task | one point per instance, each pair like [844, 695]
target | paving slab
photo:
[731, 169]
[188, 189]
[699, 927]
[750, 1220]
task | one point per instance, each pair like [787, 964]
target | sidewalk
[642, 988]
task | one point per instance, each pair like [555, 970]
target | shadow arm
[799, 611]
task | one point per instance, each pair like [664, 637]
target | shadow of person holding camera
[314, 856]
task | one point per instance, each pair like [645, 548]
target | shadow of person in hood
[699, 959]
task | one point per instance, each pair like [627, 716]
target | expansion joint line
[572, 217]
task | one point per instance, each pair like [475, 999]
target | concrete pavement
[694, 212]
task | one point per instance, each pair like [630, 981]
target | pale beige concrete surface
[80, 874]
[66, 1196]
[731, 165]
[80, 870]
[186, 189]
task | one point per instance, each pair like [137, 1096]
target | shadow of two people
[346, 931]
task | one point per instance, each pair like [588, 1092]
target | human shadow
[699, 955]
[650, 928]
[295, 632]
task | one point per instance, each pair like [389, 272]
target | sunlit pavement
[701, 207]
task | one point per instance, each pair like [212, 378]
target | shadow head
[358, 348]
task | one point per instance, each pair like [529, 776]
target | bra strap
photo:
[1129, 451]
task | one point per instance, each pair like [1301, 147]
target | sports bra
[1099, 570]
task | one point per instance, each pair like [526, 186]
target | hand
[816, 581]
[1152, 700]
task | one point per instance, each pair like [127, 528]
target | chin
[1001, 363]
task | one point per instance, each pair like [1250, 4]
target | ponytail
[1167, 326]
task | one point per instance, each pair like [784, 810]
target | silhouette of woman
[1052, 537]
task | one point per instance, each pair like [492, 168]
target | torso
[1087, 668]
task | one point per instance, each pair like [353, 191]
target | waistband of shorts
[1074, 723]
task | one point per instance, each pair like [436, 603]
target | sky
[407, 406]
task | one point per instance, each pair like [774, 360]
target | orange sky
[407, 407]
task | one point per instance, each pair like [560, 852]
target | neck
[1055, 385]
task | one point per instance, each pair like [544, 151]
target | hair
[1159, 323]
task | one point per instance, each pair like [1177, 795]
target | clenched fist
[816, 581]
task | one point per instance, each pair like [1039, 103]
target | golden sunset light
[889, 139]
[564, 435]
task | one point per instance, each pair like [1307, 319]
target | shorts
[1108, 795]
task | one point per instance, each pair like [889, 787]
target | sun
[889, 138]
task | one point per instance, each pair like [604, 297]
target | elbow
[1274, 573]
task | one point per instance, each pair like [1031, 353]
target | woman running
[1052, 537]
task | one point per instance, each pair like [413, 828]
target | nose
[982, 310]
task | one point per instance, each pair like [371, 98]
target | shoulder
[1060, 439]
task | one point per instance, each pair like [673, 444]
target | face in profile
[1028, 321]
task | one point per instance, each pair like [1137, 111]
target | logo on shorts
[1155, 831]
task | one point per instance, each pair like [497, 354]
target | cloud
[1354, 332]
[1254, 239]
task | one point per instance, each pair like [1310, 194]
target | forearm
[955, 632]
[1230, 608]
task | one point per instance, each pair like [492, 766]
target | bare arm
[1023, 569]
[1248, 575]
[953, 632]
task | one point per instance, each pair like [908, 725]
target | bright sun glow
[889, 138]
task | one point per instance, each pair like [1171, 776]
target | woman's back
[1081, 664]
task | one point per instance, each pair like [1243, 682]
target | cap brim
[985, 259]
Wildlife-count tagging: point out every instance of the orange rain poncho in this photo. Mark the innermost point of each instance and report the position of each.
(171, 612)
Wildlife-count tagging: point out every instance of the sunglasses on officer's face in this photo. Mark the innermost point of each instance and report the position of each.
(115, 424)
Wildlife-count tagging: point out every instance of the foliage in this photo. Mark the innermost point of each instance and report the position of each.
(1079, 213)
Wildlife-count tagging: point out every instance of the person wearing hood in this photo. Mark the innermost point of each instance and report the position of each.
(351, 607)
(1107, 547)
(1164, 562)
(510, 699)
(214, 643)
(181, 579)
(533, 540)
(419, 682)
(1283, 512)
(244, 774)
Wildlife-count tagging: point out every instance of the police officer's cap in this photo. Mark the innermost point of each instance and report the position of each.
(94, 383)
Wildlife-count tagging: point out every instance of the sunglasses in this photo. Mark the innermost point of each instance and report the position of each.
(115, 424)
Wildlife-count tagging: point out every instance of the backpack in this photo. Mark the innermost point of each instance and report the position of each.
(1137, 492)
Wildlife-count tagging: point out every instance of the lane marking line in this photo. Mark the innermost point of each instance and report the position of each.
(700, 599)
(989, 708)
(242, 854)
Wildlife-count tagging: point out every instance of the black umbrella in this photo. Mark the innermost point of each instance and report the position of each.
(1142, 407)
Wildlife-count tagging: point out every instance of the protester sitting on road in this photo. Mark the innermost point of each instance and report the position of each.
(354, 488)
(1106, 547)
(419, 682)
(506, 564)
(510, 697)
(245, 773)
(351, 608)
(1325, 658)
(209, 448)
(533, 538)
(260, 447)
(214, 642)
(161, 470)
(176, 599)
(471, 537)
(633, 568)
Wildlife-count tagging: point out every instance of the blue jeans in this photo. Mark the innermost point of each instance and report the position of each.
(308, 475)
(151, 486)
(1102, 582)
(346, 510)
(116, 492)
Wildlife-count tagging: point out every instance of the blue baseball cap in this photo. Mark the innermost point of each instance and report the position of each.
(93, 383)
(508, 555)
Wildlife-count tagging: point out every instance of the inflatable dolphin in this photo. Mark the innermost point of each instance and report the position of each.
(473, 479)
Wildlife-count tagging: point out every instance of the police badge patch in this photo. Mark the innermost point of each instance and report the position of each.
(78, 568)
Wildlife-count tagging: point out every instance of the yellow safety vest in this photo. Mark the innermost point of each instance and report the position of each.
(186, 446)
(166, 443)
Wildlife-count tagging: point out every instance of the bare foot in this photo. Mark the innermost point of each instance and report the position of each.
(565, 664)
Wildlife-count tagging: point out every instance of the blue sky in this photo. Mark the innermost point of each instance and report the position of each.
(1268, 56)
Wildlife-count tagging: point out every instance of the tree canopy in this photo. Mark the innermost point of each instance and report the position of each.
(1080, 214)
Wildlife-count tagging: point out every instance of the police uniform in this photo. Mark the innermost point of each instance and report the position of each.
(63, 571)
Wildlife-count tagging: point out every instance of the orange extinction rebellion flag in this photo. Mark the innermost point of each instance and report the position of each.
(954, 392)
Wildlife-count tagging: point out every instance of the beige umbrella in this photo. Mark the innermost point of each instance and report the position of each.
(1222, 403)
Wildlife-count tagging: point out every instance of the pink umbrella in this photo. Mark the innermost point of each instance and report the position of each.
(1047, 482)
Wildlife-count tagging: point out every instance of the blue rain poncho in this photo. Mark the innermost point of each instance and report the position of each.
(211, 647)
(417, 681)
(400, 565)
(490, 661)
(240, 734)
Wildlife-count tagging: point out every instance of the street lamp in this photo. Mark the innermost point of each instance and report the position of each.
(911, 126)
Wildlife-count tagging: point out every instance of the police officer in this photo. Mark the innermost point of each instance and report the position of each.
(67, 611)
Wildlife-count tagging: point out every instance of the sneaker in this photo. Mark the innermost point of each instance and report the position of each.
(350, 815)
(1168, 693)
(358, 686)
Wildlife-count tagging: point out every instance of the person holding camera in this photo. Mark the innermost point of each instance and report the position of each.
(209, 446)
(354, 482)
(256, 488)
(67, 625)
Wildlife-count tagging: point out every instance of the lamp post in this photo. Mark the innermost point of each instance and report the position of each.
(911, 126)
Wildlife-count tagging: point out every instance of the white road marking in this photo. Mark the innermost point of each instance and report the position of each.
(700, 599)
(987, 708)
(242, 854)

::::

> **What needs to be done**: Within the listing above, give again exactly every line from the line with "task | one point per instance, each pair like [627, 716]" through the line with "task | one point per instance, each pair like [389, 272]", both included, and no other line.

> **Response area**:
task | one point per instance, each pair like [627, 716]
target | expansion joint line
[572, 217]
task | one point per instance, each pair like [475, 999]
target | concrete pavement
[694, 212]
task | one point per instance, each pair like [630, 981]
target | pale beige concrete surface
[80, 874]
[66, 1196]
[731, 165]
[80, 870]
[186, 189]
task | one point per instance, each pair like [137, 1096]
target | shadow of two people
[346, 931]
task | one point per instance, each pair like [588, 1092]
target | human shadow
[699, 955]
[650, 928]
[295, 632]
task | one point per instance, each pair like [389, 272]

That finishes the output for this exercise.